Raw records:
◇ ◇ ◇ ◇
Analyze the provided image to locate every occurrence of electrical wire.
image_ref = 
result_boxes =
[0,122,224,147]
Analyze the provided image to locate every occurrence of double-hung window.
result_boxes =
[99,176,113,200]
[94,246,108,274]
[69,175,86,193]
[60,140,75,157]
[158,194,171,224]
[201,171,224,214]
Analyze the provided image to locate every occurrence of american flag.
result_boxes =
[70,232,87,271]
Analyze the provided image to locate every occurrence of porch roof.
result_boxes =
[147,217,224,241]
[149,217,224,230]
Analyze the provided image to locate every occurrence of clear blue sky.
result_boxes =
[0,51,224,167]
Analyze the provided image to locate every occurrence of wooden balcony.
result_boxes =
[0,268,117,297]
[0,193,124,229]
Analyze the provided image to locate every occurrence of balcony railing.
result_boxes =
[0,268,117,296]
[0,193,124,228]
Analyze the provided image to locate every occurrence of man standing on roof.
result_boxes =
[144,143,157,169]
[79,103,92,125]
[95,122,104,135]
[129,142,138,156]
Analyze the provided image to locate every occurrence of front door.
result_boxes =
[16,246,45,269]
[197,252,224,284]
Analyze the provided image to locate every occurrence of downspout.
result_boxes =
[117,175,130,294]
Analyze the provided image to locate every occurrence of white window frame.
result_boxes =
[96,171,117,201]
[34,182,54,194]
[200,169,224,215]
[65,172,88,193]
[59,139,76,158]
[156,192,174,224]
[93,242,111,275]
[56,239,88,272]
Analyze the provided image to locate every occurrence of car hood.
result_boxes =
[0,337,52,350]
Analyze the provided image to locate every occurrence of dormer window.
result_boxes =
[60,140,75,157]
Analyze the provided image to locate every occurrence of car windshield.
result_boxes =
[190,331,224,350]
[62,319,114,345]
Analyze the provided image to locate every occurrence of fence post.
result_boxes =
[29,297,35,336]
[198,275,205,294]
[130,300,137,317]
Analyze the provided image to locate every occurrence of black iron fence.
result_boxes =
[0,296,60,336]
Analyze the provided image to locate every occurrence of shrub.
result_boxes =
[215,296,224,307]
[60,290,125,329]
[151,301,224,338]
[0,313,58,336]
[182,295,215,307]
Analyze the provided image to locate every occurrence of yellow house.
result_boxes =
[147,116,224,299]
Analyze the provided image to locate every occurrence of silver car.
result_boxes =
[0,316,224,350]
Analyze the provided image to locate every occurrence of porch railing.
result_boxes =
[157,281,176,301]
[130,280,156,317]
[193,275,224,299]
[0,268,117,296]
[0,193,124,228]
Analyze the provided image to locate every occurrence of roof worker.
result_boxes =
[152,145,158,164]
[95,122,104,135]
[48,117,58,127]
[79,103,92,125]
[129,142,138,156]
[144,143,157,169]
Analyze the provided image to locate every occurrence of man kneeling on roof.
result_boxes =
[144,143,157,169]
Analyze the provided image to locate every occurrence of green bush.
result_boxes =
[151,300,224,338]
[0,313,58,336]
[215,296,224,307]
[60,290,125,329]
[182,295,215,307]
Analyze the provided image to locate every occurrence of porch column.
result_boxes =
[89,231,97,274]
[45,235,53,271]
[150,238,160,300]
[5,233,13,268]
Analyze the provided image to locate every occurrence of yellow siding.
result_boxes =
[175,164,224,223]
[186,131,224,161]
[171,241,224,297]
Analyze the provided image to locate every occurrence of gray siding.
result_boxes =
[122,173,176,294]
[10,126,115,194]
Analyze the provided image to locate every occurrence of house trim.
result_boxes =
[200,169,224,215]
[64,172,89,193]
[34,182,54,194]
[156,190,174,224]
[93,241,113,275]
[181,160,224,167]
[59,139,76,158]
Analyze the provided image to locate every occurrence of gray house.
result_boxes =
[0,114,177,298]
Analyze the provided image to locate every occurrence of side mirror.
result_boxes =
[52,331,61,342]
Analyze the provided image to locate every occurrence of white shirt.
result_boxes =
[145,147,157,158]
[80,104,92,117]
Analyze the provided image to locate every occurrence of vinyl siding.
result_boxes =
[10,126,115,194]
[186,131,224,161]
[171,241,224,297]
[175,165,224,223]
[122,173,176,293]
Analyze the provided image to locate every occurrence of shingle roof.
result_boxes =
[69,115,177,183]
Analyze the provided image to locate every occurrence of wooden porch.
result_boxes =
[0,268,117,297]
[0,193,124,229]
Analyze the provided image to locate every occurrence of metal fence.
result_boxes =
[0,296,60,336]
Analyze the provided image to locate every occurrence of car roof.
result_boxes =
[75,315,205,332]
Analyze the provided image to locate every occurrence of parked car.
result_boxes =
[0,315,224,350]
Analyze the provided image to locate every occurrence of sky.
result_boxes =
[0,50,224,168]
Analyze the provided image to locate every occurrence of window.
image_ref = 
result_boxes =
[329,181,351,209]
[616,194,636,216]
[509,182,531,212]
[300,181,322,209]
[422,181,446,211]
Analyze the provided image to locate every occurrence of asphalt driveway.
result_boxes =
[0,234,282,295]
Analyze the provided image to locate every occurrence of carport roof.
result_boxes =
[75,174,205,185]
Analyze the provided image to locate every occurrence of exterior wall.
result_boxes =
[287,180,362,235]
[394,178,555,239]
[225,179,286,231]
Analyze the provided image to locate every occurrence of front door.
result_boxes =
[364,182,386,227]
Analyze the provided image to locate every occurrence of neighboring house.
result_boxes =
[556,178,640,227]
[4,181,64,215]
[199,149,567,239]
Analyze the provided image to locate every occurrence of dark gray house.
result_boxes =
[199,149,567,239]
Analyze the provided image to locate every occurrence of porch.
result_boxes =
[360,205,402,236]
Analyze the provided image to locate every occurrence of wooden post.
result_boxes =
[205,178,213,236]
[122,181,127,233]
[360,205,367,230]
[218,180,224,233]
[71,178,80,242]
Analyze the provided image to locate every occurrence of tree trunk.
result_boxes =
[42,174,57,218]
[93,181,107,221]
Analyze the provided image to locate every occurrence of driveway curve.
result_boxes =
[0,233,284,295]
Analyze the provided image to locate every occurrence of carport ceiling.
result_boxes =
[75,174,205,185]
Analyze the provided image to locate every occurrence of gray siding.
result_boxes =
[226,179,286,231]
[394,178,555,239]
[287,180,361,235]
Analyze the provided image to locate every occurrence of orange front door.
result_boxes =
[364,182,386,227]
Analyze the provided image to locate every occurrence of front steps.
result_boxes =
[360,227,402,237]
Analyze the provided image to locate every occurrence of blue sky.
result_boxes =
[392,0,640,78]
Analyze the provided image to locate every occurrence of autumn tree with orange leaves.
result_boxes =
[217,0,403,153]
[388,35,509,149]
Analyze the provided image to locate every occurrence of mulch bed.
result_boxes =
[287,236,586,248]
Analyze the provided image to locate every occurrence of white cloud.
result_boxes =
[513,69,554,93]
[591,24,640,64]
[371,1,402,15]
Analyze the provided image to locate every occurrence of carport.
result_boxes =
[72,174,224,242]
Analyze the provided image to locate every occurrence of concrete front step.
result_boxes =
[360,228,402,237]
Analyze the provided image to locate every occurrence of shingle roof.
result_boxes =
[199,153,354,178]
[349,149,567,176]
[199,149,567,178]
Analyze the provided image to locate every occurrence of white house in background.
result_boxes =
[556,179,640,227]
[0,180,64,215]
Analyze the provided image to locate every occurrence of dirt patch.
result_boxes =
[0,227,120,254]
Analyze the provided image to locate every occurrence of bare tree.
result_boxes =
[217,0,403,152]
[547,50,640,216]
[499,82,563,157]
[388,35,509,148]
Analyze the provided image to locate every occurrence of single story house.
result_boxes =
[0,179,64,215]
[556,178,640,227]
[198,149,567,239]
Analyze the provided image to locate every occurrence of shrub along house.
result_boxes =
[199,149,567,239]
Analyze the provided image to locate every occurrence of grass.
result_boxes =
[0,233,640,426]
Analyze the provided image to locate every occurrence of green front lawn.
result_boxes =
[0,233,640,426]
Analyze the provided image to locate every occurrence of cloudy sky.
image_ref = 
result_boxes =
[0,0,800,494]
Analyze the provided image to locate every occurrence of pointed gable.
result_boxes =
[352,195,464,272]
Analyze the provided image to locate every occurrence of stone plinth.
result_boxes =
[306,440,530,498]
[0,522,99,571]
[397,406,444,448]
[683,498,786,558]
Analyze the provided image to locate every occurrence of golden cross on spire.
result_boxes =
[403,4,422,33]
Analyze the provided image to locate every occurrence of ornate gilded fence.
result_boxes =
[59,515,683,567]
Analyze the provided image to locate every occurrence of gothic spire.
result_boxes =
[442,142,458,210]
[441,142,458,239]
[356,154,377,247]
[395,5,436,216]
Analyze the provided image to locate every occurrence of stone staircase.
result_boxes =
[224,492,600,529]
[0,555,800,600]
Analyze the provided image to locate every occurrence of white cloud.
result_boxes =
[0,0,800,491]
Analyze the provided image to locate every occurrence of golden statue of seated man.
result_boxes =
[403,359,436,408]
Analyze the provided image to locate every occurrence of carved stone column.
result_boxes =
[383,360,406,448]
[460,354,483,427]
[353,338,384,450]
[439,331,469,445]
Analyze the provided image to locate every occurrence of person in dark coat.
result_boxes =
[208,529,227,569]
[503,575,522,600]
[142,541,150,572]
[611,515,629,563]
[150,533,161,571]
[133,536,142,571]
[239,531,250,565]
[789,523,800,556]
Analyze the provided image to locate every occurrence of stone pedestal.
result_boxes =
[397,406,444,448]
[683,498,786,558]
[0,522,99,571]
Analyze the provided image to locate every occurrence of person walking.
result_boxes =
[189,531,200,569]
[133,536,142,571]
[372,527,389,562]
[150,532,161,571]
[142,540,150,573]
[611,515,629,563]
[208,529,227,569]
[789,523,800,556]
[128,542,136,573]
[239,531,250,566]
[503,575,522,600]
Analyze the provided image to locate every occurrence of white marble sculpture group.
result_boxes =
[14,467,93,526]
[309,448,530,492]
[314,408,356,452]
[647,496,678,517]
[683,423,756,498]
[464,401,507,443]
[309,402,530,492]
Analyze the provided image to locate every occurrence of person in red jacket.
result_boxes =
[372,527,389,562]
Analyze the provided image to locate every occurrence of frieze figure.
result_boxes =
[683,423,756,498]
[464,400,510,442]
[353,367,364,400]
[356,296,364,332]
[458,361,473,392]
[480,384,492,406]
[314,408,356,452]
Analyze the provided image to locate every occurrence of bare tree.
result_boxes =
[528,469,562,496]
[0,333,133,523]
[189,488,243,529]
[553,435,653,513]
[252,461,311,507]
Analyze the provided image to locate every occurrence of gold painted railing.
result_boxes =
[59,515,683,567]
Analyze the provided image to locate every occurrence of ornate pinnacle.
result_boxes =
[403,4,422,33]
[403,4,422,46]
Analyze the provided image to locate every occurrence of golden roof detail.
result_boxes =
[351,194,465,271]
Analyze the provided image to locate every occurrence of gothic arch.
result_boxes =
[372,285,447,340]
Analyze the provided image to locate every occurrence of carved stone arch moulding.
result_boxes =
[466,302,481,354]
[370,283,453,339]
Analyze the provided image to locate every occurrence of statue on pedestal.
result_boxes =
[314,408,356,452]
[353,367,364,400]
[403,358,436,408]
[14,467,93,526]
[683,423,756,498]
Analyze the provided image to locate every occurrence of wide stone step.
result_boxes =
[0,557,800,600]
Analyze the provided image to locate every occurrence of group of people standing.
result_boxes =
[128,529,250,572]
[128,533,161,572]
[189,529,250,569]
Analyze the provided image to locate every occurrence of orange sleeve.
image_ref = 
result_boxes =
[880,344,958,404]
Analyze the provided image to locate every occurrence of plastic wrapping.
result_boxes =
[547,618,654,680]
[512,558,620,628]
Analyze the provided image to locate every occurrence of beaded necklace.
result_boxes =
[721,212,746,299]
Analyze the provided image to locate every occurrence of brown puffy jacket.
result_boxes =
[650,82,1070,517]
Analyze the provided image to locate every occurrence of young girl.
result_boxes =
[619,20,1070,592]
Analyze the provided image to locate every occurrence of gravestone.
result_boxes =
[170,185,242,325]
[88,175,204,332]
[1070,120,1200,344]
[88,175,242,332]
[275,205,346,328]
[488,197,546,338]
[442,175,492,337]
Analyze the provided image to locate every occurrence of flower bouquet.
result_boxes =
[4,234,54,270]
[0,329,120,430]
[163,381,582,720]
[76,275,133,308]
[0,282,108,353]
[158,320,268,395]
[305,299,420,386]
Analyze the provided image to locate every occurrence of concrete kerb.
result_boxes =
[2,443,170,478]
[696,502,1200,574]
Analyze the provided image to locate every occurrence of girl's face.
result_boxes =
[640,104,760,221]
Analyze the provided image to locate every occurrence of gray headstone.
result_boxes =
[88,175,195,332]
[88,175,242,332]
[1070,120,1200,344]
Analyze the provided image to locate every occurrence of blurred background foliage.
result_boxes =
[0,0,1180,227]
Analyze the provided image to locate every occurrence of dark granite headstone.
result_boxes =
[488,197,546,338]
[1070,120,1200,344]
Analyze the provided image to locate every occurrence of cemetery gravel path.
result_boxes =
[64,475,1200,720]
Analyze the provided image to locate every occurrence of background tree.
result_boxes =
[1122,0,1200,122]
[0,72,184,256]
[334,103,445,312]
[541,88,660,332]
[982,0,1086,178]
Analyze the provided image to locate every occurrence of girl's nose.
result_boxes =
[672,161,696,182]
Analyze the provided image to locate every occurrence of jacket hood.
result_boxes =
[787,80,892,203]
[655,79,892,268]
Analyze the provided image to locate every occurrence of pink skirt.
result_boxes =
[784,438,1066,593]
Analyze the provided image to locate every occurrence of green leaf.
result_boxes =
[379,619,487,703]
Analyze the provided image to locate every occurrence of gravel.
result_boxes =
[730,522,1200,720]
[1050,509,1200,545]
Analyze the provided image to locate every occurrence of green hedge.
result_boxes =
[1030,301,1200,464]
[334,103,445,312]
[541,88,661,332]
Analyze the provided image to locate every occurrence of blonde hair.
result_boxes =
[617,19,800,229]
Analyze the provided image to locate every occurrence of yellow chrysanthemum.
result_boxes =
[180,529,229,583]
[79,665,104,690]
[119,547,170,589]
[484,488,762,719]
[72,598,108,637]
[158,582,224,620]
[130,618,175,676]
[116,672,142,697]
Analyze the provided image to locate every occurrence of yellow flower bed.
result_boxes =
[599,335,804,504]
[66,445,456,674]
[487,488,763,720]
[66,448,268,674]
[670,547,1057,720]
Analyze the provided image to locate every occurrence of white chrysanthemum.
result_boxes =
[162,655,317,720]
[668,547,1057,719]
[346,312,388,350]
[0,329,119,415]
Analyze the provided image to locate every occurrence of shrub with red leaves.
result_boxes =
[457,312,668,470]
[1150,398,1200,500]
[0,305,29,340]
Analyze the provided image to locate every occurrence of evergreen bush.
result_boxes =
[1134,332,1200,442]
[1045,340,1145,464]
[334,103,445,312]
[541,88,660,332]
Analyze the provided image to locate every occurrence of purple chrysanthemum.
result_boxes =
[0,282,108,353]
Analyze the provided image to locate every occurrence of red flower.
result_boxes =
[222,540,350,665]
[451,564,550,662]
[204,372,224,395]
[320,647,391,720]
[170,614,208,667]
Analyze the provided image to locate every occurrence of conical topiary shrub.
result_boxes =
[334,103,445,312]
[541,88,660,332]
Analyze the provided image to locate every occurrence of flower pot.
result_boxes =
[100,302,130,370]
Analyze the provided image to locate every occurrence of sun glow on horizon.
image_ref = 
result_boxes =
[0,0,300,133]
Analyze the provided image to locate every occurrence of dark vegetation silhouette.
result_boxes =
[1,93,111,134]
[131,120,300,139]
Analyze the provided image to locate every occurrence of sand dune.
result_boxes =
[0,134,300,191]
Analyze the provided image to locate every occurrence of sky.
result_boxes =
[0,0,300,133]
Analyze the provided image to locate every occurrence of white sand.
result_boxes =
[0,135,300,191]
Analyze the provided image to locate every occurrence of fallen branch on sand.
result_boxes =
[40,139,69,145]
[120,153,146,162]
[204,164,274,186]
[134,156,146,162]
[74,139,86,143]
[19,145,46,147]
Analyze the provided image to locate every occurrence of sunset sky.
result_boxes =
◇ ◇ ◇ ◇
Your instructions: Copy out, word for word, the lines of the records starting at the line containing "of carport ceiling." and ending at the line containing "[287,180,361,235]", with both of those lines included.

Written reply:
Analyze the provided image to locate every occurrence of carport ceiling.
result_boxes =
[75,174,205,185]
Analyze the provided image to locate every occurrence of gray siding.
result_boxes =
[226,179,286,231]
[394,178,555,239]
[287,180,361,235]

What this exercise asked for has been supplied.